Aim of the task:
Copy the post between "This is not" and "in the dictionary.", inclusive, switching "Acadie" to "Acadia".

Reading text:
- Opening Delimiter -

Working on this story, partially, learning the ins and outs of Adobe Illustrator...and well...the subject matter of the first chapter scared the shit out of me!
The story in its whole is historical fiction but the sinister bootlegger of chapter one is based on a real person who died 2003 but whose actions have hurt people long after his death. The same stupid old ideas about addiction and sexuality that allowed him to act in silence have taken their toll on me, too. I did not know him in his youth, but psychology tells me that he was not born an addict or a predator. He was shaped into one by the same demons he inflicted on others, who inflicted those demons on others.
When did it start? When will it end?
Don’t we deserve better?
This is not 1755 but Acadie is still suffering, just in a different way.
I have looked at third generation feminism on social media for an answer...well, the closest thing to an answer but as time passes, I see two camps (feminists and men’s rights activists) less interested in changing anything than winning some kind of pointless game of “my gender has it worse”. God! Do I ever cringe when I hear feminists unironically say that men can’t be raped. Both the incel who thinks women’s issues won’t affect the men in her life and the radfem who laughs at male rape survivors like that won’t affect the women in their lives seriously, but SERIOUSLY need to STFU about Simone de Beauvoir, male disposability and other fancy books, scale down their intellectual ego and check the meaning of the words “family”, “relationship” and “society” in the dictionary.
With Mittaines at the hospital after a heart attack, Buzz and Sooky find the long lost bio of an ancestor who lived through a part of canadian history that is still controversial to this day.
A story about national and post-generational trauma and the duty to heal oneself.

- Closing Delimiter -

Given information:

- Opening Delimiter -

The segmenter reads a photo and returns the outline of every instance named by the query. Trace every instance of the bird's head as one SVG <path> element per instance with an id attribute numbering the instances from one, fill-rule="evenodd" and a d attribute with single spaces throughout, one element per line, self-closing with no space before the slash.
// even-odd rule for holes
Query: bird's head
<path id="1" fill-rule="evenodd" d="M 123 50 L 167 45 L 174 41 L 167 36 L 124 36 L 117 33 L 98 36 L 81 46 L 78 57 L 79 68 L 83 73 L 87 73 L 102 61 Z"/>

- Closing Delimiter -

Problem solution:
This is not 1755 but Acadia is still suffering, just in a different way.
I have looked at third generation feminism on social media for an answer...well, the closest thing to an answer but as time passes, I see two camps (feminists and men’s rights activists) less interested in changing anything than winning some kind of pointless game of “my gender has it worse”. God! Do I ever cringe when I hear feminists unironically say that men can’t be raped. Both the incel who thinks women’s issues won’t affect the men in her life and the radfem who laughs at male rape survivors like that won’t affect the women in their lives seriously, but SERIOUSLY need to STFU about Simone de Beauvoir, male disposability and other fancy books, scale down their intellectual ego and check the meaning of the words “family”, “relationship” and “society” in the dictionary.